_Instructions for the task_:
Collect all lines below with the string "stone".

** Records for this exercise follows **

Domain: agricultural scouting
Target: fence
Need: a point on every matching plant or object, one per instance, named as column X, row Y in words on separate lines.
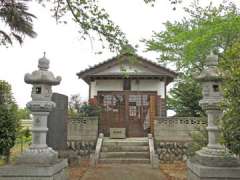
column 172, row 135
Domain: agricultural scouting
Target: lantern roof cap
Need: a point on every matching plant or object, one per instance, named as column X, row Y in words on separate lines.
column 42, row 75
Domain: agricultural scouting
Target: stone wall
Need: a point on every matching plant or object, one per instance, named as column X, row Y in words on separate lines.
column 172, row 135
column 82, row 135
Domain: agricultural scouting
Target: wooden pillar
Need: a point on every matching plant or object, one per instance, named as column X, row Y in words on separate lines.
column 152, row 112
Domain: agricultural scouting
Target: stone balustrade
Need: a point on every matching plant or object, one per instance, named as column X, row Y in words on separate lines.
column 176, row 128
column 172, row 135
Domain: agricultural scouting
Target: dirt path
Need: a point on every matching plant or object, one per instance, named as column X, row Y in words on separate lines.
column 123, row 172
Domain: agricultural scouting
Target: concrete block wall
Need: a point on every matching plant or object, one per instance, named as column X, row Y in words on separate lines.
column 175, row 128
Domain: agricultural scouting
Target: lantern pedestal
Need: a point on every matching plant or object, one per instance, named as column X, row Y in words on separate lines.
column 39, row 162
column 212, row 162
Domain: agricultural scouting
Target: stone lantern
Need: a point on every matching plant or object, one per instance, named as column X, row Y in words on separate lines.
column 39, row 161
column 211, row 80
column 40, row 107
column 213, row 161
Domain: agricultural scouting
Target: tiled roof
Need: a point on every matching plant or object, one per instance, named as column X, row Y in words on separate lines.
column 91, row 70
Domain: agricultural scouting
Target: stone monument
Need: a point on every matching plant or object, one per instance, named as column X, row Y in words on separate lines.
column 214, row 161
column 39, row 161
column 57, row 123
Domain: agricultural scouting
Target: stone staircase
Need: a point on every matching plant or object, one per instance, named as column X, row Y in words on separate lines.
column 130, row 150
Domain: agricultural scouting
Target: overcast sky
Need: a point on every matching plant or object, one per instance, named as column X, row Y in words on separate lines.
column 68, row 54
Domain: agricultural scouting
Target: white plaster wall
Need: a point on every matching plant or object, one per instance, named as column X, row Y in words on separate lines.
column 130, row 69
column 117, row 85
column 149, row 85
column 106, row 85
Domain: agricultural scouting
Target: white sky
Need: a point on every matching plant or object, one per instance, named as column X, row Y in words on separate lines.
column 68, row 54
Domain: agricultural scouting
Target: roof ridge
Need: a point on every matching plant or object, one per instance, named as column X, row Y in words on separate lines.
column 119, row 55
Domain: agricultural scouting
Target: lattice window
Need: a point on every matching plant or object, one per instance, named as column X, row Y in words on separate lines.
column 132, row 110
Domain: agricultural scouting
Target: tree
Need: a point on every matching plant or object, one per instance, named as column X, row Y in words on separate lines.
column 187, row 43
column 94, row 22
column 86, row 13
column 8, row 119
column 19, row 21
column 184, row 98
column 231, row 104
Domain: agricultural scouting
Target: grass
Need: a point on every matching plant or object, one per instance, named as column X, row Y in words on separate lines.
column 16, row 151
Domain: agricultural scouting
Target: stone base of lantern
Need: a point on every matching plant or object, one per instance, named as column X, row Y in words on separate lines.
column 38, row 156
column 209, row 164
column 55, row 171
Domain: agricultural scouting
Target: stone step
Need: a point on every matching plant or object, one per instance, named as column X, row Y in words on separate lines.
column 127, row 148
column 124, row 155
column 124, row 161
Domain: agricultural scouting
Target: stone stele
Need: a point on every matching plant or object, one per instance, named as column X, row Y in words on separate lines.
column 39, row 162
column 213, row 162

** End of Records for this exercise **

_Expected answer_:
Target: stone wall
Target: stone balustrade
Target: stone lantern
Target: stone monument
Target: stone staircase
Target: stone base of lantern
Target: stone step
Target: stone stele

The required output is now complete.